**Exercise aim**
Keep only those lines of the records that include the string "below".

**Material for the task**
'''

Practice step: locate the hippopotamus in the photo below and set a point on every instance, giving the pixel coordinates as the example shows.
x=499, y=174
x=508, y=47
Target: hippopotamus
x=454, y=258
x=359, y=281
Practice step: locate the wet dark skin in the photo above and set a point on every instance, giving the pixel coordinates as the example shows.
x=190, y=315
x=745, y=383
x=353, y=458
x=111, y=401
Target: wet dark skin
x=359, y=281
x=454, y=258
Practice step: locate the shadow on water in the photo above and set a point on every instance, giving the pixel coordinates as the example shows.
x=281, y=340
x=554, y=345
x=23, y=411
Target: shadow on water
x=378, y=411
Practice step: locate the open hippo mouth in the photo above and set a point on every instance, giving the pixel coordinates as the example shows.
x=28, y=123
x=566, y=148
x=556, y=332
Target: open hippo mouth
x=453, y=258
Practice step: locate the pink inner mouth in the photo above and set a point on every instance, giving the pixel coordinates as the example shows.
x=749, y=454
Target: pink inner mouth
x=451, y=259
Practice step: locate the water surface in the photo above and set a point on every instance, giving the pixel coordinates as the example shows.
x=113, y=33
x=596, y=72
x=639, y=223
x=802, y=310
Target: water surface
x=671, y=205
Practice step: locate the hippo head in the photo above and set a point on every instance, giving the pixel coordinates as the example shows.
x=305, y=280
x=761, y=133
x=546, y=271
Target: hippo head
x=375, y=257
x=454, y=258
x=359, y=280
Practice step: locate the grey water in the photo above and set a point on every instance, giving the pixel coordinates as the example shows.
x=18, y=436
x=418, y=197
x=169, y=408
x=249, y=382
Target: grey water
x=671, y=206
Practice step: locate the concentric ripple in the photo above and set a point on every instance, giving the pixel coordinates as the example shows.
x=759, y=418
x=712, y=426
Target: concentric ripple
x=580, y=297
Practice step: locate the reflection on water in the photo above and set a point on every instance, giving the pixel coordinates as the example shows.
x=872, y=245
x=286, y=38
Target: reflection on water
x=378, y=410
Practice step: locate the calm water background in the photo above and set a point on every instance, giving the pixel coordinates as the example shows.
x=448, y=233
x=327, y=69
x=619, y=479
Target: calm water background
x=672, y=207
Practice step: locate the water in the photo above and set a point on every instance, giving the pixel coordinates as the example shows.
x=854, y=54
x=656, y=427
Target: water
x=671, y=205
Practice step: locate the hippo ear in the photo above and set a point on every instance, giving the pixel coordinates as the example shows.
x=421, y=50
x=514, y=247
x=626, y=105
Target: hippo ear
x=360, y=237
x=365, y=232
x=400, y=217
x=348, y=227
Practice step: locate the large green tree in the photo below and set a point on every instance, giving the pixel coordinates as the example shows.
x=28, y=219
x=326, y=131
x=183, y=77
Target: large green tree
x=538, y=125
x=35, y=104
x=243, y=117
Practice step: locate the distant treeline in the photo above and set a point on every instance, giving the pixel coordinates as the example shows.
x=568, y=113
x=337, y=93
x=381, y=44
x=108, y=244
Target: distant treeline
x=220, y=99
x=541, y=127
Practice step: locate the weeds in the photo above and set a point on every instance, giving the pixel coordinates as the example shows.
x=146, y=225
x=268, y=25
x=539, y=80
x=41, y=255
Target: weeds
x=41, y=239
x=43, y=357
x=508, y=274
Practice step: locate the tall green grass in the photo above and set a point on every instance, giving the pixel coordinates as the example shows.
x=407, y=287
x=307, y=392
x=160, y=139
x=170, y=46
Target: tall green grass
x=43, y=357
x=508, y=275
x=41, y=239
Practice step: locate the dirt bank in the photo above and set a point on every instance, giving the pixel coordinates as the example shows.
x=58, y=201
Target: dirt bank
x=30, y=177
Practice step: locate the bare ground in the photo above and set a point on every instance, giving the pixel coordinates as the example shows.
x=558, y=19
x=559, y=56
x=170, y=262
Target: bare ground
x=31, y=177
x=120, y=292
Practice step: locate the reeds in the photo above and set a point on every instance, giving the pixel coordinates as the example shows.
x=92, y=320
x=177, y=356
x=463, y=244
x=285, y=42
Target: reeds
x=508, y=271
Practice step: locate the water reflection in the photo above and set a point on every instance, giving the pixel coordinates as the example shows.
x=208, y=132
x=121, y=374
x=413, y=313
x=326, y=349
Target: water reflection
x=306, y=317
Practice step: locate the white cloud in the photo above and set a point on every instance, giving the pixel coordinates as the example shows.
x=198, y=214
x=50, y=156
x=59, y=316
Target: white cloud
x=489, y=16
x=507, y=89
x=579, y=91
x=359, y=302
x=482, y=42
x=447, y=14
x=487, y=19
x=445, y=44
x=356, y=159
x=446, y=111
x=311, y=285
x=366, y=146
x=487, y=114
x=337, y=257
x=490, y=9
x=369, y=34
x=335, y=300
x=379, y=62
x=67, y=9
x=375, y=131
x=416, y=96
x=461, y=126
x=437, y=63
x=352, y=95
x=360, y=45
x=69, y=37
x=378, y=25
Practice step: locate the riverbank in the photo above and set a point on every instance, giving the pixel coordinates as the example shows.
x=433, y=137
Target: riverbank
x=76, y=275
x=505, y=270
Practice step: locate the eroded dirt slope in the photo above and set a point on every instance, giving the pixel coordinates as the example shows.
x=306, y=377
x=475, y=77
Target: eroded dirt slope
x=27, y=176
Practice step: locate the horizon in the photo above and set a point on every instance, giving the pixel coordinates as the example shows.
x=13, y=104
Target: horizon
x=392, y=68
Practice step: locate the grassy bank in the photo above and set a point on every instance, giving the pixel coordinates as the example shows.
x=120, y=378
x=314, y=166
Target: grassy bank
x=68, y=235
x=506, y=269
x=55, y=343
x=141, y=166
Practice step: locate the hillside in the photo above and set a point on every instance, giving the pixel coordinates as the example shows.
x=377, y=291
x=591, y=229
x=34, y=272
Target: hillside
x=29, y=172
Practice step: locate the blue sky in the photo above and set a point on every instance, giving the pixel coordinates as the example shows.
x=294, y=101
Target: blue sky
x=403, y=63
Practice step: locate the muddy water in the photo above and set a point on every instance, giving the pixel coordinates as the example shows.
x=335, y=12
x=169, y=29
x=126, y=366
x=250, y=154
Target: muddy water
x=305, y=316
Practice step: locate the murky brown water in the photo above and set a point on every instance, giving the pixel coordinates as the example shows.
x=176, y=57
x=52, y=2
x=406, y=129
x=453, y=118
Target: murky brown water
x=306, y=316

'''

**Solution**
Practice step: locate the hippopotamus in the photo below and set a point on every instance, giving the pixel coordinates as the example shows.
Practice step: locate the large green tree in the photo below and set a point on every instance, giving the pixel coordinates as the example shows.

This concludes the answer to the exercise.